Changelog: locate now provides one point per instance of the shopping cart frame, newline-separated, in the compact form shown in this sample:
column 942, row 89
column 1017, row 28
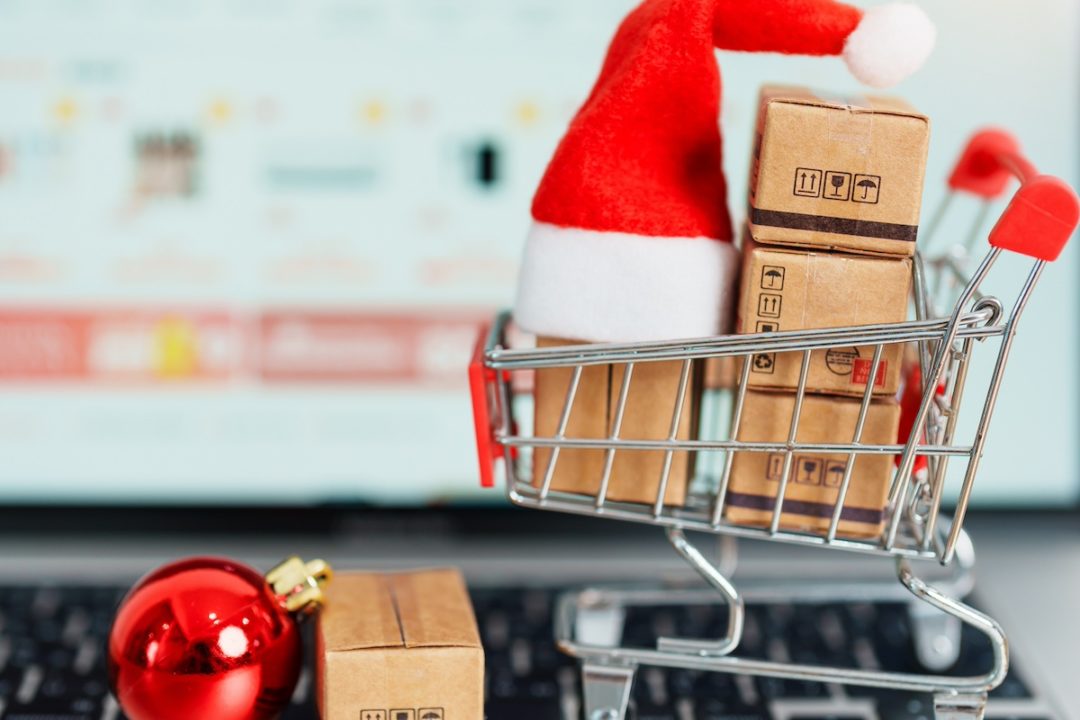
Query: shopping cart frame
column 1038, row 221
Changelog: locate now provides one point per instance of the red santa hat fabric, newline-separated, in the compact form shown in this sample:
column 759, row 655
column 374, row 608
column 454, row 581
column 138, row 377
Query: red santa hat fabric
column 631, row 239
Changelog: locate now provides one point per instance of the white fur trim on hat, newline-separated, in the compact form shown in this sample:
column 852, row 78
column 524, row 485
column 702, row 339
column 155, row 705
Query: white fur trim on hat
column 616, row 287
column 891, row 42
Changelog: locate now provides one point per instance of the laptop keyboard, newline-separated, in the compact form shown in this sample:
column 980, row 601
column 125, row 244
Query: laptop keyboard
column 52, row 664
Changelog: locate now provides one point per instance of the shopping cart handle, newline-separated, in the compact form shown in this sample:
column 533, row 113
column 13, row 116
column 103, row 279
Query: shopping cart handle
column 481, row 385
column 1043, row 213
column 982, row 168
column 1039, row 219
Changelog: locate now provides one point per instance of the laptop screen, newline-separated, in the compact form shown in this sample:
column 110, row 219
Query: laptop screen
column 245, row 245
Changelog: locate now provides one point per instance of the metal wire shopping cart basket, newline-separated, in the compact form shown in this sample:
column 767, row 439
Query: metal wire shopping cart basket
column 1037, row 222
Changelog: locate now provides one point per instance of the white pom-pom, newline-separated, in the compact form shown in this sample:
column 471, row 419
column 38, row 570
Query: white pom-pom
column 891, row 42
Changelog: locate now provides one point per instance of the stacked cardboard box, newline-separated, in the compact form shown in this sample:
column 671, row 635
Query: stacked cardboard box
column 835, row 193
column 635, row 475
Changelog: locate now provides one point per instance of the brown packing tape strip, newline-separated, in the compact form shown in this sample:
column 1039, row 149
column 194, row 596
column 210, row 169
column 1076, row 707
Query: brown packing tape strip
column 838, row 226
column 804, row 507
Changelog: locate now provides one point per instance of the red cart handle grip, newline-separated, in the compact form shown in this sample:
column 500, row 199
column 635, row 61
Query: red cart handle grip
column 481, row 385
column 1043, row 213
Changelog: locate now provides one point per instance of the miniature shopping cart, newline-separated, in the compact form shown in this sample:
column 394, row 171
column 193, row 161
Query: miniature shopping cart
column 1037, row 223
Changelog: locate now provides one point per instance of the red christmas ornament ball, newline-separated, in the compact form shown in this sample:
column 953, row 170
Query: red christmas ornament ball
column 206, row 638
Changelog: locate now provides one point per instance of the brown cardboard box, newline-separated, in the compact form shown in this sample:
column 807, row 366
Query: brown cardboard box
column 635, row 474
column 792, row 289
column 814, row 479
column 400, row 642
column 837, row 174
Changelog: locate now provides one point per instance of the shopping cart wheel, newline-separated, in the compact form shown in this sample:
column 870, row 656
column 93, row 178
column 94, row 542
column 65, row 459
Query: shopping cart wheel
column 960, row 707
column 607, row 689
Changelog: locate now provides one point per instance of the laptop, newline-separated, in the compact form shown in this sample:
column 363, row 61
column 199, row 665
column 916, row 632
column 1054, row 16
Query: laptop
column 239, row 288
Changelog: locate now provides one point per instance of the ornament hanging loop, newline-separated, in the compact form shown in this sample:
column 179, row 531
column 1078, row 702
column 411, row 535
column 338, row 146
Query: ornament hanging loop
column 298, row 585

= = = = =

**Given exercise**
Can you retype the lines from the one containing "wheel, newline-separated, in" through the one containing "column 607, row 689", both included, with nothing changed?

**Correct response**
Changelog: locate now provides one point per instance of the shopping cart wheel, newline-separated, in the compact form shown in this sample:
column 870, row 656
column 93, row 178
column 94, row 542
column 65, row 459
Query: shopping cart wheel
column 960, row 707
column 607, row 689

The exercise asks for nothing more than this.